*Records shown*.

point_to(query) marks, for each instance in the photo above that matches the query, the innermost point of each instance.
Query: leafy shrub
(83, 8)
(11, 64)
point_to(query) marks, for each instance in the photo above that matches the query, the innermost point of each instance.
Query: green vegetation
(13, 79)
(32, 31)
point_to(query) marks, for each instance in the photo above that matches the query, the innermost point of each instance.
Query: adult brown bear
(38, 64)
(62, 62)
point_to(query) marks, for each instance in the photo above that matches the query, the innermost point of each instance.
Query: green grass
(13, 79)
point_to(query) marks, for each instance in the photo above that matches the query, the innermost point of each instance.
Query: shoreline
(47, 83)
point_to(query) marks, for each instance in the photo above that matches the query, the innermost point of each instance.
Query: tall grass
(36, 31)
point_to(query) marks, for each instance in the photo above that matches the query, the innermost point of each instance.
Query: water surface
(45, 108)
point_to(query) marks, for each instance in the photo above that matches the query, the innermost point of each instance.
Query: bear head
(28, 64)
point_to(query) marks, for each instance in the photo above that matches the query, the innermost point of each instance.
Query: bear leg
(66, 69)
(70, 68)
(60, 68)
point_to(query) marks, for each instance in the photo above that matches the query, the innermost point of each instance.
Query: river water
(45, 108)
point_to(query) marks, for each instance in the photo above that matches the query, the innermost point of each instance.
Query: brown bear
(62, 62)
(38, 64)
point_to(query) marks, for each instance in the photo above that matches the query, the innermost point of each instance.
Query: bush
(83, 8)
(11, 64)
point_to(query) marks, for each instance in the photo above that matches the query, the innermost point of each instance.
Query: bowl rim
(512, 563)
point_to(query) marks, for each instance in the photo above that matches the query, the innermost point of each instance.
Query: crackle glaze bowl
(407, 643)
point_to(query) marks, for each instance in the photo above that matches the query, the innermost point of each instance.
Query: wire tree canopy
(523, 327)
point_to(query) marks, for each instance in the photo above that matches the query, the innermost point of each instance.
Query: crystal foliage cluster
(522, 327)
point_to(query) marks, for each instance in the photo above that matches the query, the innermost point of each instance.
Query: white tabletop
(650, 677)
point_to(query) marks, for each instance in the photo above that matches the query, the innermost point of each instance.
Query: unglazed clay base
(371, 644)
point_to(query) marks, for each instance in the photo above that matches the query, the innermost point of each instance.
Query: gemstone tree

*Your assignment*. In your response, give all the records again with nothing altered.

*Solved exercise*.
point_to(query) marks, for each instance in the photo above that matches the query, the innermost point of each instance.
Query: leafy shrub
(83, 8)
(11, 64)
point_to(query) marks, for each instance in the photo above that matches the query, the innermost point of each instance.
Query: green vegetation
(13, 79)
(32, 31)
point_to(query) marks, for each instance in the photo above that matches the query, the innermost point of each instance.
Query: adult brown bear
(38, 64)
(62, 62)
point_to(query) marks, for each instance in the photo above that matches the query, the innermost point of each instance.
Query: green grass
(13, 79)
point_to(query) marks, for each instance in the photo above that matches the query, the innermost point of each instance.
Query: shoreline
(47, 83)
point_to(query) marks, for each instance in the photo above that matches the query, the innermost point of each instance.
Query: tall grass
(36, 31)
point_to(query) marks, for each instance in the photo above that matches the query, the innermost point of each instance.
Query: water surface
(45, 108)
point_to(query) marks, for each instance in the photo above that matches the query, the innermost point of each instance.
Query: bear head
(28, 64)
point_to(query) marks, for each instance in the photo above that matches the query, the innermost point of each instance.
Query: bear leg
(66, 69)
(70, 68)
(60, 68)
point_to(query) marks, for each instance in the photo above that matches the query, the innermost point of each instance.
Query: river water
(45, 108)
point_to(query) marks, for each instance in the photo above that matches the query, the innermost point of each instance.
Query: brown bear
(62, 62)
(38, 64)
point_to(query) marks, for each instance in the photo above that matches the query, the innermost point of each instance.
Query: bush
(83, 8)
(11, 64)
point_to(query) marks, for each instance in the photo above that matches the query, the innermost point of each instance.
Query: bowl rim
(512, 563)
point_to(query) marks, for each instance in the photo above that matches the query, the innermost point of each instance.
Query: crackle glaze bowl
(407, 643)
point_to(query) marks, for each instance in the photo above that matches the query, the innermost point of each instance.
Query: wire tree canopy
(523, 327)
point_to(query) marks, for each instance in the photo above that matches the query, the innermost point of each instance.
Query: crystal foliage cluster
(522, 327)
point_to(query) marks, for each instance in the photo above that matches the query, the innermost point of each instance.
Query: white tabletop
(650, 677)
point_to(query) marks, for each instance in the photo above that matches the query, the innermost point of each instance.
Query: unglazed clay base
(371, 644)
point_to(query) marks, for each instance in the photo above that matches the query, the innermost point of each instance.
Query: gemstone tree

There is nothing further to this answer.